Exercise directions
How would you render this sentence from the piece on a December walk through midtown, below, in Spanish: "I forget how stunning the December sun can be."

Provided passage
::::::::::
It got to be like, 60 degrees on Tuesday and the sun came out after a few days down at around noon or 12:30.
It was perfect given where I was walking — through midtown, in the heart of New York’s holiday cheer.
But this is the season of chasing time, which makes it hard to pick up on the tacit qualities that unknowingly lead us as we embark on these races against an indefeatable clock.
So I haven’t felt as connected to the cheer — the sort of sweetness that traipses through air in December when the generosity of the human spirit spills out onto the streets it walks.
It’s been more like a tunnel where I am, but not one I resent or even that scares me because these tubular walls are familiar now and I know that this is just what it’s like when you have a new baby at home.
It’s wild how something could terrify you, not because it’s scary but because it’s new. The first time I had kids, I didn’t know there was a light at the end of this tunnel, so I just tried to get out as soon as I could.
I didn’t know I’d be in there until my kids grew a bit older — that there was no use in rushing and in fact, that the gift of the tunnel was also the gift of being with them and being with me.
I’m relieved I know now.
But it was good to be out on Tuesday. I forget how stunning the December sun can be. How soft it is, how it turns what it touches to gold. You really do get the sense that when it hits, God is smiling at you.
::::::::::
Record set
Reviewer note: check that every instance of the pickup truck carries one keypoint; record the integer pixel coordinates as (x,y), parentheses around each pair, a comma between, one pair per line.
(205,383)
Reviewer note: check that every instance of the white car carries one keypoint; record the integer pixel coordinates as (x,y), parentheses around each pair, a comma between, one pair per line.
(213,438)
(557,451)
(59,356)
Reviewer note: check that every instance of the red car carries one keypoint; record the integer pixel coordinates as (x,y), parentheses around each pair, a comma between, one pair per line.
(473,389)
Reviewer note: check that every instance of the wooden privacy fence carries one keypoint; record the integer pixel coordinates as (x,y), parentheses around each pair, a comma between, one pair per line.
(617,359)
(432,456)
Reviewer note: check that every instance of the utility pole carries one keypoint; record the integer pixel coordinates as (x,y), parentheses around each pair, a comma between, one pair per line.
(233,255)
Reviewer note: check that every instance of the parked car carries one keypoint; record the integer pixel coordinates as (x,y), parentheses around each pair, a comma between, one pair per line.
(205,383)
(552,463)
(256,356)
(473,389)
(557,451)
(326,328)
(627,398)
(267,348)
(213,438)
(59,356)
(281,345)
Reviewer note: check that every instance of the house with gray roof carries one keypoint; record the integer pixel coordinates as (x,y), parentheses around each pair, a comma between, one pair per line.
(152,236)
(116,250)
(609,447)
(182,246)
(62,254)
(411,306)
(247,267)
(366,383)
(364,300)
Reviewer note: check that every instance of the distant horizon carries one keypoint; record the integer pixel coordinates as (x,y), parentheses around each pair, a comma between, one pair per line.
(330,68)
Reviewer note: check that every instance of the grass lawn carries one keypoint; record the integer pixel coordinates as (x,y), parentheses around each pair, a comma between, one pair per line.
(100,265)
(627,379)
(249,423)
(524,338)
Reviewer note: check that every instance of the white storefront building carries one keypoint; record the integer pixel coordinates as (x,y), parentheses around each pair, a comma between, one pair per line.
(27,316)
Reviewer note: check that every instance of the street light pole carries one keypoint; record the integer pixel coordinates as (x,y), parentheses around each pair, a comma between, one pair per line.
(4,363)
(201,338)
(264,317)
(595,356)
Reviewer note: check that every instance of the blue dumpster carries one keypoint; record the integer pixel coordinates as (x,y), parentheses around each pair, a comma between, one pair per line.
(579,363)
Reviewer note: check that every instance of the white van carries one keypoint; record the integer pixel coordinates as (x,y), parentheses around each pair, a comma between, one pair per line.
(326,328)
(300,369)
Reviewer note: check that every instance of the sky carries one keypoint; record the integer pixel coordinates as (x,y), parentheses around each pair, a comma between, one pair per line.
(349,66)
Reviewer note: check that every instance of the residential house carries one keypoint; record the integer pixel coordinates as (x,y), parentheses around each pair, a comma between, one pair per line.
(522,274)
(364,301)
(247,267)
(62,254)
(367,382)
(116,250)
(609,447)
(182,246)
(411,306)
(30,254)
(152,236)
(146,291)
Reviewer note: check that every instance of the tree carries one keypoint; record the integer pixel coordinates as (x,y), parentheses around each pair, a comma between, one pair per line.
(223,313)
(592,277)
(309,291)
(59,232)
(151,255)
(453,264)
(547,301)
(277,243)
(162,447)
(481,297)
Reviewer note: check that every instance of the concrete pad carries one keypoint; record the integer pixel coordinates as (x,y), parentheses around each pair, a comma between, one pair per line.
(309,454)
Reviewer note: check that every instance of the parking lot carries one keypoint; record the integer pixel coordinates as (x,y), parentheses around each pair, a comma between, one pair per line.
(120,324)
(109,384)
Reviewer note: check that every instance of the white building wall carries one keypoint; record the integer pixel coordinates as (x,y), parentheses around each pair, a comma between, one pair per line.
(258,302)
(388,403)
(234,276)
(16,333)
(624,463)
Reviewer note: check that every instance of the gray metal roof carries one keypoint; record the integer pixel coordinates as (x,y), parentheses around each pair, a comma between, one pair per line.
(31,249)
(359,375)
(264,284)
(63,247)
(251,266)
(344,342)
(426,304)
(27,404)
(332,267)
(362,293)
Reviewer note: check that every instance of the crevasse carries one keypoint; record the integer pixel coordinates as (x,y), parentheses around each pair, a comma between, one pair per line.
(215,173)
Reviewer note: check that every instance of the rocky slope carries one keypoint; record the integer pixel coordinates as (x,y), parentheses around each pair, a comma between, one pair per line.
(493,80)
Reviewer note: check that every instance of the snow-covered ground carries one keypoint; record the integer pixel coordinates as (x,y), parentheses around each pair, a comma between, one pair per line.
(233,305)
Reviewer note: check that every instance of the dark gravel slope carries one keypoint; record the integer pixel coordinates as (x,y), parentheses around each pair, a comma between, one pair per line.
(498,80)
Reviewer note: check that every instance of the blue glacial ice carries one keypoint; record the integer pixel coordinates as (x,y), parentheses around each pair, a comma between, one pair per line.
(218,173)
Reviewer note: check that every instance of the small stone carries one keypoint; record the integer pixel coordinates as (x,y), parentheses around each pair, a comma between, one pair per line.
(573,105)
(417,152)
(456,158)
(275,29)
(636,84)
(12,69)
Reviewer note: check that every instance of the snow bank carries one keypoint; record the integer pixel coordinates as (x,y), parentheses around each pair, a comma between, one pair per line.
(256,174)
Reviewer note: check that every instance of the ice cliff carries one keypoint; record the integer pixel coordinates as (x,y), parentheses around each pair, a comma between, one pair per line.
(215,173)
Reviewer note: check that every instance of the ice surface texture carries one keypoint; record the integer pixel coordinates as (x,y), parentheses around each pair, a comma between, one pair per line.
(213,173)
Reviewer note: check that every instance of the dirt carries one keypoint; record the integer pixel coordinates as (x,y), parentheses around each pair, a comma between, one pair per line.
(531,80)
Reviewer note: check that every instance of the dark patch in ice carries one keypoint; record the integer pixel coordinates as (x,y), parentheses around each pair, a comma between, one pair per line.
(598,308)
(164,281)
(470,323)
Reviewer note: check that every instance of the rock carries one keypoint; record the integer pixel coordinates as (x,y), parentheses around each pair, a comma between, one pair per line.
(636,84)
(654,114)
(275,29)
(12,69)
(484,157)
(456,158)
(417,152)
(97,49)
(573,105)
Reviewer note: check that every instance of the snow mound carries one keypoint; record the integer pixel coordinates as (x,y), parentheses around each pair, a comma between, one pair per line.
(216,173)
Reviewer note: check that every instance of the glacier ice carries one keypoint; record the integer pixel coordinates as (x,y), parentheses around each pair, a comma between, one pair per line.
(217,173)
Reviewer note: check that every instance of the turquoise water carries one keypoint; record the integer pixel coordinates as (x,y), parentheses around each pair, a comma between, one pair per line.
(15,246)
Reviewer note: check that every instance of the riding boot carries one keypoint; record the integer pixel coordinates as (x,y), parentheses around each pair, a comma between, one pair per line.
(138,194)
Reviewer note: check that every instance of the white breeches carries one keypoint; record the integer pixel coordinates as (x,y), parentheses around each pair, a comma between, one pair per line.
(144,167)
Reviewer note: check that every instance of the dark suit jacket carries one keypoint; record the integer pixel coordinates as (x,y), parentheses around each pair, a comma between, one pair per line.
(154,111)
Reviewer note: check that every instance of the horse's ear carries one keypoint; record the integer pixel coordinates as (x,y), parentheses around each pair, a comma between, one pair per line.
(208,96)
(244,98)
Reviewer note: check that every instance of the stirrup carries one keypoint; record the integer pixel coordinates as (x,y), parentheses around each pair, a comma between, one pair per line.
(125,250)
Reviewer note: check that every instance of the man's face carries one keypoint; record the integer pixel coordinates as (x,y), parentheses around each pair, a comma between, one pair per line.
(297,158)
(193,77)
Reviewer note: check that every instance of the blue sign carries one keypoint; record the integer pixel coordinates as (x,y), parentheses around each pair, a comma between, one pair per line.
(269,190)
::::::::::
Written answer
Olvido lo deslumbrante que puede ser el sol de diciembre.